• [Objective]: Copy every record below exactly.
___
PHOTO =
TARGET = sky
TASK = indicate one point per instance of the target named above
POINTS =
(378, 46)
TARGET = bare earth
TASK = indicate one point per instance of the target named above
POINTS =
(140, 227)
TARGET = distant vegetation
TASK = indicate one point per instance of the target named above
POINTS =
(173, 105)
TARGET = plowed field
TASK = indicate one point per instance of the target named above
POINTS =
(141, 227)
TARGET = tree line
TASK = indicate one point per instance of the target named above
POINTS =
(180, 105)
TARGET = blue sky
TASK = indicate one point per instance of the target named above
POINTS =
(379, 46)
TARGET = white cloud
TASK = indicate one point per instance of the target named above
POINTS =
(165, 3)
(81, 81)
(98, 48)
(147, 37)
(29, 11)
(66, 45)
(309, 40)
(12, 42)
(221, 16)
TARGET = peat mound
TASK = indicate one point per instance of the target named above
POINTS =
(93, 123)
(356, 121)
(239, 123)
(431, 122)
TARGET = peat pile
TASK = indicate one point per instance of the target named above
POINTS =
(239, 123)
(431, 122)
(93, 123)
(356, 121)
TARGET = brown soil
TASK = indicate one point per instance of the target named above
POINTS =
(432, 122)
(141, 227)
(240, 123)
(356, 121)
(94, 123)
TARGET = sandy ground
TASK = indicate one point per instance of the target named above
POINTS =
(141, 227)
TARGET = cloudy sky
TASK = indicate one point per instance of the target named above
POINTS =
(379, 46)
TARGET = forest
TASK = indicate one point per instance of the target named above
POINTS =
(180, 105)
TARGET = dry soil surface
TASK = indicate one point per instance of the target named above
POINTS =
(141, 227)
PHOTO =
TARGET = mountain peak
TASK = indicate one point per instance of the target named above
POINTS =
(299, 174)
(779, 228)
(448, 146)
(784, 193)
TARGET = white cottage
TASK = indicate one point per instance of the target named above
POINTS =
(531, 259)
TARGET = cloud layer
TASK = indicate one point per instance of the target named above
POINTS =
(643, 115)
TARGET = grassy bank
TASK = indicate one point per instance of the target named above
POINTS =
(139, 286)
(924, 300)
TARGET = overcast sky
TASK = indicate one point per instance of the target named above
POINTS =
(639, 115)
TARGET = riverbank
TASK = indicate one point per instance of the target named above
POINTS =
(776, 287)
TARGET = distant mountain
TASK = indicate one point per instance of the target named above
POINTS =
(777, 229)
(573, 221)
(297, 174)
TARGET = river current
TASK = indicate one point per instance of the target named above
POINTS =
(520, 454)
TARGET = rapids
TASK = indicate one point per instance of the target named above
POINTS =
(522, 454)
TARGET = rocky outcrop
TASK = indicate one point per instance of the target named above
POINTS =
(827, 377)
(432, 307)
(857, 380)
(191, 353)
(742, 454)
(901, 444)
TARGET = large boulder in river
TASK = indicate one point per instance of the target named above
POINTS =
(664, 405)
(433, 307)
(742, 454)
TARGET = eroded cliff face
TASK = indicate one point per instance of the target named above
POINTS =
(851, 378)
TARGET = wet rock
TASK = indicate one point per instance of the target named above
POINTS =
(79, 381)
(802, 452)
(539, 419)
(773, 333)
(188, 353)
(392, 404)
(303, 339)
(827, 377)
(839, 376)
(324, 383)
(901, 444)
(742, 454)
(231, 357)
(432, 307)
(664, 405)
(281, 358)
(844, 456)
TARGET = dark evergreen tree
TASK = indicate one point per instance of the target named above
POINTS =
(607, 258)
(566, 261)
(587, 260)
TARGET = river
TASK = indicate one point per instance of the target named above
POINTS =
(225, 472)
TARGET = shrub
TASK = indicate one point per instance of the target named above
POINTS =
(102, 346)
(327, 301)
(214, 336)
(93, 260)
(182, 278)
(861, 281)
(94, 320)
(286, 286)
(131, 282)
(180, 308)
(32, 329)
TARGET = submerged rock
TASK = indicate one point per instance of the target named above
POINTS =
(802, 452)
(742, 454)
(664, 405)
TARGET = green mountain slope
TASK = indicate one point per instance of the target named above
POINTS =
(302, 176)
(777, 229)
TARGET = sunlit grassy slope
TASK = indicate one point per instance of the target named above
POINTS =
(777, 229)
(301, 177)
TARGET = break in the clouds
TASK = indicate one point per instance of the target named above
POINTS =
___
• [Expected answer]:
PHOTO =
TARGET = sky
TASK = indicate one point per instance of the target named above
POINTS =
(378, 46)
TARGET = bare earth
TASK = indicate one point per instance of the target named above
POINTS =
(140, 227)
TARGET = distant vegetation
TASK = indicate one point per instance of the target named above
POINTS =
(173, 105)
TARGET = plowed field
TASK = indicate one point per instance of the target named above
POINTS =
(141, 227)
TARGET = tree line
TASK = indicate one point per instance of the target named above
POINTS =
(180, 105)
TARGET = blue sky
TASK = indicate one point per instance of the target named above
POINTS =
(379, 46)
TARGET = white cloud
TASK = indicate one point per instance of the target named above
POINTS =
(165, 3)
(81, 81)
(98, 48)
(147, 37)
(29, 11)
(66, 45)
(309, 40)
(12, 42)
(221, 16)
TARGET = peat mound
TASK = indicate one point per instance of the target named above
POINTS =
(93, 123)
(356, 121)
(239, 123)
(431, 122)
TARGET = peat pile
TASK = indicate one point per instance of the target named above
POINTS =
(239, 123)
(431, 122)
(93, 123)
(356, 121)
TARGET = brown soil
TASK = indicate one point per instance of the target named above
POINTS =
(432, 122)
(141, 227)
(240, 123)
(356, 121)
(94, 123)
TARGET = sandy ground
TASK = indicate one point per instance of the target named above
POINTS =
(141, 227)
TARGET = cloudy sky
TASK = indicate one point per instance of the target named above
POINTS =
(379, 46)
TARGET = forest
TASK = indicate one point per instance of the target named above
POINTS =
(180, 105)
TARGET = dry soil surface
TASK = indicate one point per instance of the target named above
POINTS =
(141, 227)
PHOTO =
TARGET = mountain peak
TASK = indicate one point per instance of the target named above
POINTS =
(299, 174)
(779, 228)
(448, 146)
(784, 193)
TARGET = white cottage
TASK = indicate one point per instance of the target named above
POINTS =
(531, 259)
TARGET = cloud layer
TASK = indicate one point per instance of the target named above
POINTS =
(643, 115)
TARGET = grassy bank
TASK = indicate one point per instance of the target named above
POINTS =
(139, 286)
(924, 300)
TARGET = overcast sky
TASK = indicate one point per instance of the target named above
POINTS =
(639, 115)
TARGET = riverbank
TASK = indicate one point per instance of the target named above
POINTS =
(776, 287)
TARGET = distant mountain
TASK = indicate one point per instance of the target named above
POINTS =
(777, 229)
(573, 221)
(297, 174)
TARGET = river current
TASK = indicate one point per instance of the target named above
POINTS =
(520, 454)
TARGET = rapids
TASK = indicate one point per instance of the target named above
POINTS =
(522, 454)
TARGET = rocky outcrop
TASK = indicate one point per instance of the target named above
POINTS =
(827, 377)
(432, 307)
(857, 380)
(191, 353)
(742, 454)
(901, 444)
TARGET = large boulder in river
TASK = indicate one point per instance of the target named above
POINTS =
(664, 405)
(433, 307)
(742, 454)
TARGET = eroded cliff face
TASK = indicate one point per instance of the target named above
POINTS =
(851, 378)
TARGET = wet rock
TASK = indicate one point per instance of the target named above
POINTS =
(79, 381)
(802, 452)
(539, 419)
(773, 333)
(188, 353)
(392, 404)
(303, 339)
(827, 377)
(839, 376)
(324, 383)
(901, 444)
(742, 454)
(231, 357)
(432, 307)
(664, 405)
(281, 358)
(844, 456)
TARGET = dark evergreen tree
TASK = indicate one point per instance of the target named above
POINTS =
(607, 258)
(566, 261)
(587, 260)
TARGET = river
TASK = indicate one point per instance of the target named above
POINTS =
(225, 472)
TARGET = shrub
TASK = indicate one point per instance of the target named above
POINTS =
(102, 346)
(327, 301)
(214, 336)
(93, 260)
(182, 278)
(861, 281)
(94, 320)
(286, 286)
(131, 282)
(180, 308)
(32, 329)
TARGET = submerged rock
TASK = indicate one point per instance of the target named above
POINTS =
(802, 452)
(742, 454)
(664, 405)
TARGET = green mountain slope
TASK = indicate one point per instance of the target named above
POINTS =
(302, 176)
(777, 229)
TARGET = sunlit grassy slope
TASK = indicate one point per instance of the target named above
POINTS =
(777, 229)
(301, 177)
TARGET = break in the clouds
TASK = indicate one point per instance of the target named above
POINTS =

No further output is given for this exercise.